***** Quelltext

Welche Argumente sprechen für eine Kombinationstherapie, welche für eine Monotherapie mit Coxiben? Letztere sind selektive Hemmstoffe des COX-2-Enzyms, das vor allem bei Entzündungsvorgängen gebildet wird. Die Aktivität des für die Integrität der Magen- und Darmschleimhaut nötigen COX-1-Enzyms wird dadurch nicht tangiert.

Dies bedeutet aber auch, daß die Thrombozytenaggregation durch derartige Substanzen nicht beeinflußt wird - ein häufig übersehener Nebeneffekt herkömmlicher NSAR, der die Blutungsneigung aus Schleimhautläsionen fördert.

Studien haben ergeben, daß nur Protonenpumpenhemmer (PPH) und das PGE1-Analogon Misoprostol wirksam NSAR-induzierte Ulzera in Magen und Duodenum verhindern können. Für Misoprostol, nicht jedoch für PPH konnte in der MUCOSA-Studie auch eine blutungsverhindernde Wirkung am oberen Gastrointestinaltrakt gezeigt werden. Wegen der relativ hohen Nebenwirkungsrate (etwa Durchfälle, Bauchkrämpfe) hat sich Misoprostol in den europäischen Ländern nicht durchsetzen können.

Seinen Part spielen jetzt die deutlich nebenwirkungsärmeren PPH, die meist in der Einmaldosierung eingesetzt werden. Die in Deutschland immer noch häufig angewandten H2-Blocker sind nur in supratherapeutischen Dosen (zum Beispiel 2 x 300 mg Ranitidin täglich) in dieser speziellen Indikation wirksam.

Trotz dringlicher Empfehlung der Fachgesellschaften geht aus Untersuchungen hervor, daß über 80 Prozent aller Gefährdeten, einschließlich derer mit mehreren Risikofaktoren, überhaupt keine Magenschutztherapie erhalten.

Gravierender Nachteil einer säurehemmenden Begleittherapie ist allerdings, daß ihr Schutzeffekt spätestens am Treitz’schen Band endet. NSAR-induzierte Schäden an Dünn-und Dickdarm können daher nicht wirkungsvoll verhindert werden. Da derartige Läsionen häufiger vorkommen als bislang angenommen, ist diese begrenzte Wirksamkeit ein nicht zu unterschätzender Nachteil.

Ein weiteres Handicap einer antisekretorischen Begleittherapie besteht darin, daß Patienten meist nur bei Beschwerden zu einem PPH greifen. Sie verlieren damit den wichtigen Begleitschutz - weiß man doch, daß Ulzera oder Blutungen durch NSAR meist aus heiterem Himmel auftreten.

**********

** Aufgaben **
1 – Überarbeite im Text über Magenschutz bei NSAR den Abschnitt von "Trotz dringlicher Empfehlung" bis "zu unterschätzender Nachteil.", indem du "Fachgesellschaften" durch "Fachverbände" ersetzt.
2 – Wie viel Prozent aller Gefährdeten erhalten laut dem Text über Magenschutz bei NSAR überhaupt keine Magenschutztherapie?
3 – Führe den Text über Magenschutz bei NSAR im Anschluss an seinen letzten Satz weiter.

***** Gegebene Daten

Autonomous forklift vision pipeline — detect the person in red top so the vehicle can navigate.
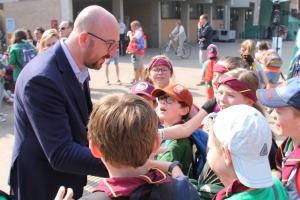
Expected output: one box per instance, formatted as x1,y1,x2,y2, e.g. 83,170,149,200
126,21,145,84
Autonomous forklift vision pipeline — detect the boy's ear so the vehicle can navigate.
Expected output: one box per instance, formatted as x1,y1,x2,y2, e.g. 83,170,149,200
152,131,161,153
180,107,190,116
221,146,232,166
89,140,102,158
247,98,254,106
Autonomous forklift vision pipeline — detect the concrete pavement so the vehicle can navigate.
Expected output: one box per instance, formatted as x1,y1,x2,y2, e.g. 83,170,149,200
0,41,294,192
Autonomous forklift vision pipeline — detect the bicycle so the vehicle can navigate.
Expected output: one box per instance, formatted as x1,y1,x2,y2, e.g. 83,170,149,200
160,36,192,59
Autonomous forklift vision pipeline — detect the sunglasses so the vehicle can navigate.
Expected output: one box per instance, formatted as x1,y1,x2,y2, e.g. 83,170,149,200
157,96,174,104
87,32,119,52
58,27,70,31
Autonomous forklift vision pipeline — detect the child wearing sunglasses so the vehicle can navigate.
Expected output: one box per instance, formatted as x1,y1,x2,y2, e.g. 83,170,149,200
152,84,193,175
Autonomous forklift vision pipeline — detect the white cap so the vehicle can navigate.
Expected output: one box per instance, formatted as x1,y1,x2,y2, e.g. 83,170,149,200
213,105,273,188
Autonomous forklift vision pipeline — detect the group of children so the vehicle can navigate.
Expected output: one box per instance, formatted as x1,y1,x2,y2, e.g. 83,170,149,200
0,49,14,122
51,45,300,200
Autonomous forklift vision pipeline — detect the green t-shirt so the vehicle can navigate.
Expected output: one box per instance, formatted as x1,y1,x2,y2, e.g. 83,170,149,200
9,41,36,81
226,176,288,200
156,138,193,175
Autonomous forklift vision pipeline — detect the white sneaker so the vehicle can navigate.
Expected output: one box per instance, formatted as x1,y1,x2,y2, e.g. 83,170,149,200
0,116,6,122
0,113,7,117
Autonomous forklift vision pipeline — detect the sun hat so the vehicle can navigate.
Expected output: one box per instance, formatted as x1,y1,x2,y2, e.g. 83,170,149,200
213,105,273,188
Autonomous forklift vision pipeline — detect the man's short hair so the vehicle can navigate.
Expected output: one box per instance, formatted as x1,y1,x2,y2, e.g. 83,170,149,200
67,20,73,28
88,93,158,168
35,27,45,34
131,20,141,27
200,14,208,21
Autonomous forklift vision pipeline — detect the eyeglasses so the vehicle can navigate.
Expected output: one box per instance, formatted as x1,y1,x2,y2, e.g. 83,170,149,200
157,96,175,104
58,27,70,31
151,69,170,74
87,32,119,52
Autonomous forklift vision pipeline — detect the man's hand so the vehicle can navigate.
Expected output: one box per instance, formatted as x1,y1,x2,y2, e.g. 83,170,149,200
0,69,5,76
272,170,281,180
149,147,168,160
198,22,202,29
54,186,73,200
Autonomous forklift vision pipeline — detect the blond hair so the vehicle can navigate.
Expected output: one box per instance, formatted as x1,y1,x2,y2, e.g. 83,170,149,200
141,55,175,85
88,93,158,168
241,40,255,58
39,29,59,53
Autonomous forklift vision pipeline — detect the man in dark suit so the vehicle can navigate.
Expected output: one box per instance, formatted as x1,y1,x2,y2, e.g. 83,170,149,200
10,6,119,200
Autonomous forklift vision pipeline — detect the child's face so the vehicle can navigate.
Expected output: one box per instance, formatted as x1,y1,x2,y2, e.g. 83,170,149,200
150,65,172,88
158,94,186,126
211,69,222,94
271,106,300,138
206,132,227,177
216,84,249,110
139,94,157,109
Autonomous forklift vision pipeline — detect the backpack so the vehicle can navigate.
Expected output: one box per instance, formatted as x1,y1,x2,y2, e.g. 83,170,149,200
188,129,208,180
137,32,147,51
204,60,216,83
79,177,177,200
16,42,36,68
265,49,282,69
291,54,300,78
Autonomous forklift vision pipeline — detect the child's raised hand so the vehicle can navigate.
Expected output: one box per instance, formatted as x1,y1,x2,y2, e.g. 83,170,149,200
54,186,73,200
149,147,168,160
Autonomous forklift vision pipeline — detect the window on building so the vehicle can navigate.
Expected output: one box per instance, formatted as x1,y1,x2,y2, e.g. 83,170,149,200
161,1,181,19
245,9,253,21
190,3,203,19
213,6,224,19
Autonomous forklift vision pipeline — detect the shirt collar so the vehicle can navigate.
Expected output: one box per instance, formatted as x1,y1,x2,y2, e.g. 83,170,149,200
59,38,89,84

**********

** Lösungen **
1 –
Trotz dringlicher Empfehlung der Fachverbände geht aus Untersuchungen hervor, daß über 80 Prozent aller Gefährdeten, einschließlich derer mit mehreren Risikofaktoren, überhaupt keine Magenschutztherapie erhalten.

Gravierender Nachteil einer säurehemmenden Begleittherapie ist allerdings, daß ihr Schutzeffekt spätestens am Treitz’schen Band endet. NSAR-induzierte Schäden an Dünn-und Dickdarm können daher nicht wirkungsvoll verhindert werden. Da derartige Läsionen häufiger vorkommen als bislang angenommen, ist diese begrenzte Wirksamkeit ein nicht zu unterschätzender Nachteil.

2 – Über 80 Prozent.

3 –
Auch nimmt die Therapietreue bei länger dauernder NSAR-Therapie stark ab: Niederländische Autoren zeigten, daß bei der Erstverschreibung noch nahezu 90 Prozent ihre Begleittherapie einnahmen. Dieser Prozentsatz sank nach der zweiten und dritten Verschreibung auf 50 und 40 Prozent.

In einer jüngst publizierten Studie war eine Monotherapie mit Coxiben bei Hochrisikopatienten zur Verhinderung einer Rezidivblutung mindestens ebenso wirksam wie die Kombinationstherapie aus Diclofenac plus Omeprazol. In Studien senkten Coxibe ferner das Risiko von neuen Ulzera und Ulkusblutungen im Vergleich zu herkömmlichen NSAR um 50 bis 60 Prozent. Dies gilt offensichtlich auch für den Dünndarm, wie aus einer Subgruppenanalyse der VIGOR-Studie (Vioxx Gastrointestinal Outcomes Research) hervorgeht.

Coxib-Monotherapie ist kein Kosten-Problem

Zu ähnlichen Ergebnissen kommen Videoendoskopie-Studien des Dünndarms. Dabei schneidet der COX-2-Hemmer Celecoxib signifikant besser ab als die Kombination aus Naproxen und Omeprazol.

Somit dürfte eine Monotherapie mit Coxiben eine höhere gastrointestinale Sicherheit aufweisen als die Kombination aus herkömmlichen NSAR plus PPH.

Aufgrund dieser neuen Daten zeichnet sich ein Paradigmenwechsel in der Behandlung von NSAR-Patienten mit erhöhtem gastrointestinalen Risiko ab: Weg von einer Kombinationsbehandlung und hin zu einer Monotherapie mit Coxiben.

Kostenbedenken, die von den KVen immer wieder ins Feld geführt werden, sind dabei unzutreffend. Selbst im Zeitalter der Omeprazol-Generika ist eine Kombinationsbehandlung ähnlich teuer wie eine Monotherapie mit Coxiben - ganz zu schweigen von den indirekten Folgekosten. In den USA, wo Schadenersatzklagen gegen Ärzte und pharmazeutische Unternehmen an der Tagesordnung sind, machen Coxibe bereits mehr als 50 Prozent der NSAR-Verschreibungen aus!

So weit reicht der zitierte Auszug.